So i've been reading these two and got no clue about how to determine the argument when we are dealing with complex logarithm in contour integration.

Integral with two branch cuts

Inverse Laplace Transform of logarithm

So, if i have a complex logarithm as a function and the contour is given by this:

enter image description here

Then, what is the argument of complex logarithm on the upper and the lower path of contour? The first link said we choose $\pi$ as an argument above the branch cut and $-\pi$ as an argument below the branch cut. But the second link with a bit different contour picked $-\pi$ for the above and $\pi$ for the below.

Then, what's the difference? How do we exactly choose an argument for the given contour? I've seen a video about someone doing contour integration and use the argument to be $\arg(z)\in[0,\,2\pi)$ instead and it makes me more confuse.

> _Exercise requirements_
- 1) List every sentence in the forum post that ends with a question mark.
- 2) Update the forum post, everything from "So i've been" down to "me more confuse.", and change each "link" to "thread".
Rely on the forum post alone.

> _Dataset content_
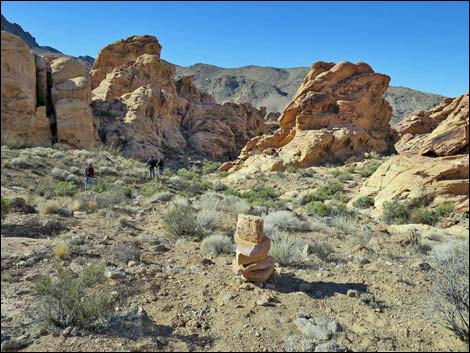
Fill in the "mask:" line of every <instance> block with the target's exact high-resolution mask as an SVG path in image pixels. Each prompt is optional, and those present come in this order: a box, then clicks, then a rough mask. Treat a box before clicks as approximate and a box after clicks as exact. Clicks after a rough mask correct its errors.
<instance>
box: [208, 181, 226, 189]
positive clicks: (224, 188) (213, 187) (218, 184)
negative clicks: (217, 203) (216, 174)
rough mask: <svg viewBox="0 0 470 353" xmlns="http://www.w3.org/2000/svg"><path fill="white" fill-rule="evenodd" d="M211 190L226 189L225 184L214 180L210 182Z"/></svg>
mask: <svg viewBox="0 0 470 353" xmlns="http://www.w3.org/2000/svg"><path fill="white" fill-rule="evenodd" d="M212 190H214V191H224V190H227V185H225V184H223V183H220V182H215V183H214V184H212Z"/></svg>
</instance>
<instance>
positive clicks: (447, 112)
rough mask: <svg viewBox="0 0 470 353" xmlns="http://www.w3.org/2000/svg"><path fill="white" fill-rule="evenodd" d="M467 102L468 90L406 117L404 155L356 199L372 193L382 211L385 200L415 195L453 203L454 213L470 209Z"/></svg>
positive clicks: (361, 190) (433, 205)
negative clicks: (358, 197) (423, 110)
mask: <svg viewBox="0 0 470 353" xmlns="http://www.w3.org/2000/svg"><path fill="white" fill-rule="evenodd" d="M468 102H469V97H468V93H466V94H464V95H462V96H460V97H457V98H455V99H451V98H447V99H444V100H443V101H442V102H441V103H440V104H439V105H437V106H436V107H434V108H432V109H431V110H429V111H426V112H425V111H419V112H416V113H413V114H412V115H410V116H408V117H406V118H405V119H403V121H402V122H401V123H400V124H398V125H397V126H396V130H397V133H398V134H399V136H400V137H401V139H400V140H399V141H398V142H397V143H396V145H395V147H396V149H397V151H398V152H399V153H400V155H398V156H394V157H392V158H391V159H389V160H388V161H387V162H386V163H384V164H383V165H382V166H380V167H379V168H378V169H377V171H376V172H375V173H374V174H372V176H371V177H370V178H369V179H368V180H367V181H366V182H365V183H364V185H363V186H362V188H361V193H360V195H358V196H357V197H356V198H358V197H361V196H364V195H374V198H375V207H376V209H377V211H378V213H379V214H380V213H381V211H382V208H383V204H384V202H385V201H391V200H401V201H405V200H413V199H419V200H422V202H424V206H427V207H434V206H437V205H439V204H443V203H449V202H450V203H454V204H455V206H456V207H455V211H456V212H468V211H469V208H468V205H469V202H468V200H469V198H468V193H469V159H468V158H469V155H468V142H469V104H468ZM353 201H354V200H352V201H351V202H353Z"/></svg>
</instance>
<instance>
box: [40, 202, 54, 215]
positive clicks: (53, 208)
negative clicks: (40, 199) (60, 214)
mask: <svg viewBox="0 0 470 353" xmlns="http://www.w3.org/2000/svg"><path fill="white" fill-rule="evenodd" d="M58 209H59V203H58V202H57V201H55V200H49V201H46V202H44V203H42V204H40V205H39V212H41V214H56V213H57V211H58Z"/></svg>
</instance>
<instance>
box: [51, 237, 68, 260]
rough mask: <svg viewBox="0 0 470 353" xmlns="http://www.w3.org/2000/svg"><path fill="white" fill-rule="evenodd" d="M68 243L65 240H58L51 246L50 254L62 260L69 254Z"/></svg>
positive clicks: (67, 255) (58, 258) (55, 257)
mask: <svg viewBox="0 0 470 353" xmlns="http://www.w3.org/2000/svg"><path fill="white" fill-rule="evenodd" d="M70 252H71V249H70V244H69V243H68V242H66V241H60V242H58V243H57V244H55V245H54V246H53V247H52V255H54V258H56V259H57V260H64V259H67V258H68V257H69V256H70Z"/></svg>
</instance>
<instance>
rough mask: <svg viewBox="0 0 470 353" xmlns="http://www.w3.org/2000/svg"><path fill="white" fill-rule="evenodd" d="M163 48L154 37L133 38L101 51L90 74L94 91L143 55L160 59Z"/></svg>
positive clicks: (126, 39)
mask: <svg viewBox="0 0 470 353" xmlns="http://www.w3.org/2000/svg"><path fill="white" fill-rule="evenodd" d="M161 50H162V46H161V45H160V43H158V40H157V38H155V37H154V36H132V37H129V38H127V39H122V40H119V41H117V42H115V43H112V44H110V45H107V46H106V47H104V48H103V49H101V50H100V51H99V53H98V56H97V57H96V60H95V61H94V63H93V68H92V70H91V72H90V75H91V87H92V89H94V88H96V87H98V85H99V84H100V83H101V81H103V80H104V79H105V78H106V75H107V74H108V73H110V72H111V71H113V70H114V69H115V68H119V67H127V66H129V64H130V63H131V62H134V61H135V60H136V59H137V58H138V57H139V56H141V55H143V54H148V55H153V56H155V57H157V58H160V51H161Z"/></svg>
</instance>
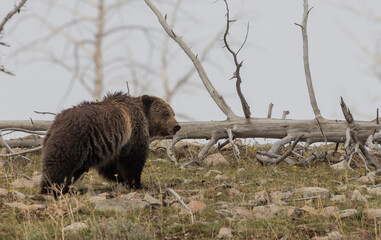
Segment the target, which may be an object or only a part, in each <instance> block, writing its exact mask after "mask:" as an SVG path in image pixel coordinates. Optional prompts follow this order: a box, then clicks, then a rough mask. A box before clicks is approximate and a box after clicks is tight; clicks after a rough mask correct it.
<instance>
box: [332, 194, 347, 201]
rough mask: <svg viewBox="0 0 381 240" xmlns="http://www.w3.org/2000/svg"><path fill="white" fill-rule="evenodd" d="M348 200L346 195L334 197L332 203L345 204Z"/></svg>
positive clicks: (332, 199) (338, 195) (340, 195)
mask: <svg viewBox="0 0 381 240" xmlns="http://www.w3.org/2000/svg"><path fill="white" fill-rule="evenodd" d="M346 199H347V198H346V197H345V195H333V196H332V197H331V201H332V202H344V201H345V200H346Z"/></svg>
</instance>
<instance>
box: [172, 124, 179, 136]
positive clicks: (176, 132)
mask: <svg viewBox="0 0 381 240" xmlns="http://www.w3.org/2000/svg"><path fill="white" fill-rule="evenodd" d="M180 129H181V127H180V125H179V124H177V125H175V126H174V127H173V130H172V131H173V134H176V133H177V132H178V131H179V130H180Z"/></svg>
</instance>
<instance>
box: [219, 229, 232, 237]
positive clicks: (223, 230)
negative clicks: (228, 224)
mask: <svg viewBox="0 0 381 240" xmlns="http://www.w3.org/2000/svg"><path fill="white" fill-rule="evenodd" d="M232 237H233V234H232V230H231V229H230V228H227V227H223V228H221V229H220V231H219V232H218V235H217V239H230V238H232Z"/></svg>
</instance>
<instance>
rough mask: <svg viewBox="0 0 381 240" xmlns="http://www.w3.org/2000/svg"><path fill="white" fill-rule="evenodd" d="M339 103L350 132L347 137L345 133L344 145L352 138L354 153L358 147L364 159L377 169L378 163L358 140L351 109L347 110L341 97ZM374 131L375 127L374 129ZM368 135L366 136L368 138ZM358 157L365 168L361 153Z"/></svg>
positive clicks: (347, 146) (347, 135)
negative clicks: (360, 158)
mask: <svg viewBox="0 0 381 240" xmlns="http://www.w3.org/2000/svg"><path fill="white" fill-rule="evenodd" d="M340 105H341V109H342V111H343V114H344V117H345V120H346V121H347V123H348V129H349V132H350V134H349V135H350V136H349V137H348V134H346V138H347V141H346V144H345V145H346V146H347V147H348V145H349V144H348V143H349V141H348V138H350V139H352V141H353V143H354V144H355V146H356V147H355V152H354V153H357V152H358V151H357V150H358V149H360V150H361V152H362V153H363V154H364V155H365V157H366V160H367V161H368V162H369V163H370V165H372V166H373V167H374V168H376V169H378V168H379V166H378V164H377V163H376V162H375V161H374V160H373V158H372V156H371V155H370V153H369V152H368V150H367V149H366V148H365V147H364V145H363V143H362V142H360V141H359V139H358V134H357V126H356V123H355V120H354V118H353V115H352V113H351V111H350V110H349V108H348V107H347V105H346V104H345V102H344V100H343V98H342V97H341V101H340ZM376 125H379V124H377V121H376ZM375 131H376V129H375ZM346 132H348V131H346ZM371 135H373V133H371V134H369V136H371ZM369 136H368V138H369ZM368 138H367V139H368ZM352 154H353V153H352ZM360 158H361V160H363V162H364V164H365V168H367V165H366V162H365V159H363V157H362V156H361V155H360ZM348 165H349V163H348Z"/></svg>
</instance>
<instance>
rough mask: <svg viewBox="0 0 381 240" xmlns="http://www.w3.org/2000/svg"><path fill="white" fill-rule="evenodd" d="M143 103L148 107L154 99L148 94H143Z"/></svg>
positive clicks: (150, 104)
mask: <svg viewBox="0 0 381 240" xmlns="http://www.w3.org/2000/svg"><path fill="white" fill-rule="evenodd" d="M141 98H142V102H143V105H144V106H146V107H149V106H150V105H151V103H152V102H153V99H152V98H151V97H150V96H148V95H143V96H142V97H141Z"/></svg>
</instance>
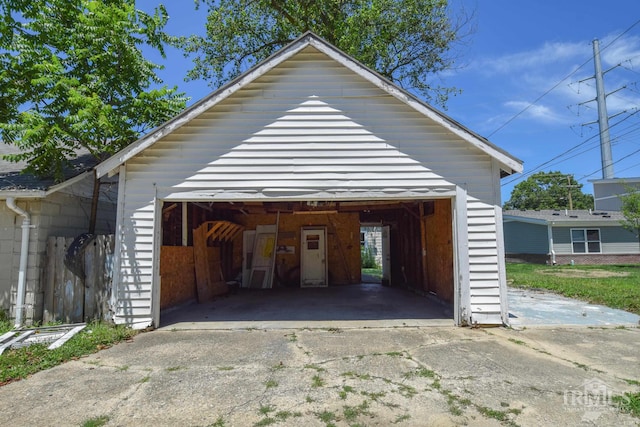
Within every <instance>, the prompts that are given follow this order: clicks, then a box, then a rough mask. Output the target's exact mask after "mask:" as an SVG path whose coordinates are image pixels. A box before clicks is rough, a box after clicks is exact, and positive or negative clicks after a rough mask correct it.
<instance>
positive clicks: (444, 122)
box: [95, 32, 523, 178]
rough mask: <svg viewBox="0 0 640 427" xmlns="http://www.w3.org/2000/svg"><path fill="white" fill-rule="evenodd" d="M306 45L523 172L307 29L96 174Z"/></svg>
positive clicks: (211, 105)
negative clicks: (280, 47)
mask: <svg viewBox="0 0 640 427" xmlns="http://www.w3.org/2000/svg"><path fill="white" fill-rule="evenodd" d="M307 46H313V47H314V48H316V49H318V50H319V51H321V52H323V53H324V54H326V55H327V56H329V57H330V58H332V59H334V60H335V61H337V62H338V63H340V64H341V65H343V66H345V67H346V68H348V69H350V70H351V71H353V72H355V73H356V74H358V75H359V76H360V77H362V78H364V79H365V80H368V81H369V82H371V83H372V84H374V85H375V86H377V87H378V88H380V89H381V90H383V91H385V92H387V93H388V94H390V95H391V96H393V97H395V98H396V99H398V100H400V101H401V102H404V103H405V104H407V105H408V106H410V107H412V108H413V109H415V110H417V111H419V112H421V113H422V114H423V115H425V116H427V117H429V118H430V119H431V120H433V121H435V122H436V123H438V124H440V125H441V126H443V127H445V128H447V129H448V130H450V131H451V132H452V133H454V134H455V135H457V136H459V137H460V138H462V139H463V140H465V141H467V142H469V143H470V144H471V145H473V146H475V147H477V148H478V149H480V150H481V151H483V152H485V153H487V154H488V155H490V156H491V157H493V158H495V159H497V160H498V161H499V162H500V163H501V164H502V165H503V166H504V167H503V168H502V169H503V170H504V171H505V172H506V173H509V174H513V173H519V172H522V171H523V164H522V163H523V162H522V161H521V160H520V159H517V158H516V157H513V156H511V155H510V154H509V153H507V152H506V151H504V150H502V149H500V148H498V147H497V146H495V145H493V144H492V143H491V142H489V141H488V140H487V139H485V138H483V137H481V136H479V135H478V134H476V133H474V132H473V131H471V130H469V129H467V128H466V127H464V126H463V125H461V124H460V123H458V122H456V121H455V120H453V119H452V118H450V117H448V116H446V115H445V114H444V113H442V112H440V111H438V110H436V109H435V108H433V107H431V106H430V105H428V104H426V103H425V102H423V101H421V100H420V99H418V98H417V97H415V96H414V95H412V94H410V93H409V92H407V91H405V90H403V89H401V88H399V87H398V86H396V85H395V84H394V83H392V82H391V81H389V80H388V79H386V78H385V77H383V76H381V75H380V74H378V73H376V72H375V71H373V70H371V69H369V68H368V67H366V66H365V65H363V64H361V63H360V62H358V61H357V60H356V59H354V58H351V57H350V56H348V55H346V54H345V53H343V52H341V51H339V50H338V49H337V48H336V47H335V46H332V45H330V44H329V43H327V42H326V41H324V40H321V39H320V38H319V37H318V36H317V35H315V34H314V33H312V32H306V33H305V34H303V35H302V36H300V37H299V38H298V39H296V40H294V41H293V42H291V43H290V44H289V45H288V46H286V47H284V48H282V49H280V50H279V51H278V52H276V53H275V54H274V55H272V56H270V57H269V58H267V59H265V60H264V61H262V62H261V63H259V64H258V65H256V66H255V67H254V68H252V69H251V70H249V71H247V72H246V73H244V74H242V75H240V76H238V78H236V79H235V80H233V81H231V82H229V83H227V84H226V85H224V86H222V87H221V88H219V89H218V90H216V91H214V92H212V93H211V94H209V95H207V96H205V97H204V98H203V99H202V100H200V101H198V102H196V103H195V104H193V105H192V106H191V107H189V108H187V109H185V110H184V111H183V112H182V113H180V114H179V115H177V116H176V117H174V118H173V119H170V120H169V121H167V122H165V123H164V124H162V125H160V126H158V127H157V128H155V129H153V130H152V131H150V132H149V133H148V134H146V135H145V136H143V137H142V138H140V139H138V140H137V141H135V142H133V143H132V144H130V145H128V146H127V147H125V148H124V149H122V150H120V151H119V152H118V153H116V154H114V155H113V156H111V157H110V158H108V159H106V160H105V161H103V162H101V163H100V164H98V165H97V166H96V167H95V170H96V176H97V177H98V178H100V177H102V176H104V175H107V174H108V175H113V174H115V173H117V169H118V167H119V166H120V165H122V164H124V163H125V162H126V161H127V160H129V159H131V158H132V157H134V156H135V155H137V154H138V153H140V152H141V151H143V150H144V149H146V148H148V147H150V146H151V145H153V144H154V143H155V142H157V141H158V140H160V139H162V138H163V137H165V136H166V135H168V134H170V133H172V132H174V131H175V130H177V129H179V128H180V127H182V126H184V125H185V124H187V123H189V122H190V121H191V120H192V119H193V118H195V117H197V116H199V115H200V114H201V113H203V112H205V111H207V110H208V109H210V108H211V107H213V106H214V105H216V104H218V103H219V102H220V101H222V100H224V99H226V98H228V97H229V96H231V95H232V94H233V93H235V92H237V91H238V90H240V89H242V88H243V87H244V86H245V85H247V84H248V83H250V82H252V81H253V80H255V79H256V78H258V77H260V76H262V75H264V74H265V73H267V72H268V71H269V70H271V69H273V68H275V67H276V66H278V65H280V64H281V63H282V62H284V61H285V60H287V59H288V58H290V57H292V56H293V55H295V54H296V53H298V52H299V51H301V50H302V49H304V48H305V47H307Z"/></svg>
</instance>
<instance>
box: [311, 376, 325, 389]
mask: <svg viewBox="0 0 640 427" xmlns="http://www.w3.org/2000/svg"><path fill="white" fill-rule="evenodd" d="M323 385H324V380H323V379H322V378H321V377H320V375H314V376H313V378H311V387H313V388H318V387H322V386H323Z"/></svg>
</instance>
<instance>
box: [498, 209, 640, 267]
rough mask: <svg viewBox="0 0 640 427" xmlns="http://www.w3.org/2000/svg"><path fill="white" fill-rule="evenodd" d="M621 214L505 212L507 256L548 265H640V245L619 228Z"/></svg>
mask: <svg viewBox="0 0 640 427" xmlns="http://www.w3.org/2000/svg"><path fill="white" fill-rule="evenodd" d="M622 219H623V216H622V214H621V213H620V212H604V211H588V210H578V211H565V210H560V211H557V210H540V211H517V210H510V211H504V212H503V220H504V236H505V252H506V257H507V259H511V260H514V261H517V260H522V261H527V262H538V263H545V262H546V263H548V264H618V263H638V262H640V243H638V238H637V237H636V235H635V234H634V233H631V232H630V231H628V230H625V229H624V228H623V227H622V226H621V225H620V220H622Z"/></svg>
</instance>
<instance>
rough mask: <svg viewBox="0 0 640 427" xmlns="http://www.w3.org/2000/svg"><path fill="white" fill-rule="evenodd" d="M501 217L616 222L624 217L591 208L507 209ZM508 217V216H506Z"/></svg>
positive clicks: (542, 219)
mask: <svg viewBox="0 0 640 427" xmlns="http://www.w3.org/2000/svg"><path fill="white" fill-rule="evenodd" d="M502 215H503V217H505V218H506V217H520V218H523V219H524V218H528V219H537V220H541V221H547V222H567V223H570V222H585V221H593V222H596V221H598V222H602V221H611V222H612V223H617V222H619V221H620V220H622V219H624V216H623V215H622V213H620V212H615V211H611V212H605V211H591V210H573V211H568V210H564V209H562V210H553V209H546V210H507V211H504V212H503V213H502ZM506 219H508V218H506Z"/></svg>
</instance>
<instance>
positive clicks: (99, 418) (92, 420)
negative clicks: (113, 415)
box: [82, 415, 109, 427]
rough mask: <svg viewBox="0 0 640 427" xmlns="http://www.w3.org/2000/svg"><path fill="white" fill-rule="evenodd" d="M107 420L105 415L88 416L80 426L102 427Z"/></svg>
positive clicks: (108, 421) (107, 419)
mask: <svg viewBox="0 0 640 427" xmlns="http://www.w3.org/2000/svg"><path fill="white" fill-rule="evenodd" d="M108 422H109V417H108V416H107V415H101V416H99V417H95V418H90V419H88V420H86V421H85V422H83V423H82V427H102V426H103V425H105V424H106V423H108Z"/></svg>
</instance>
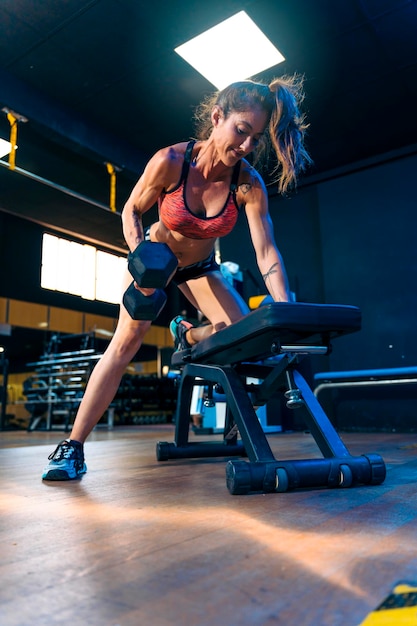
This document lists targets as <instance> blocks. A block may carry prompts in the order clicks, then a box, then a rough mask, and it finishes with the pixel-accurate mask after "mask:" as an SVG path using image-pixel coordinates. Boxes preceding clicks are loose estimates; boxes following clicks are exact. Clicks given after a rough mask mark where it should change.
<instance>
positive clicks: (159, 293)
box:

> _Responses_
- 1)
- Then, what is the argument of complex logarithm on the upper and the lower path of contour?
- Then, what's the difference?
- How do we exactly choose an argument for the given contour?

- 2)
So i've been reading these two and got no clue about how to determine the argument when we are dealing with complex logarithm in contour integration.

Integral with two branch cuts

Inverse Laplace Transform of logarithm

So, if i have a complex logarithm as a function and the contour is given by this:

enter image description here

Then, what is the argument of complex logarithm on the upper and the lower path of contour? The first thread said we choose $\pi$ as an argument above the branch cut and $-\pi$ as an argument below the branch cut. But the second thread with a bit different contour picked $-\pi$ for the above and $\pi$ for the below.

Then, what's the difference? How do we exactly choose an argument for the given contour? I've seen a video about someone doing contour integration and use the argument to be $\arg(z)\in[0,\,2\pi)$ instead and it makes me more confuse.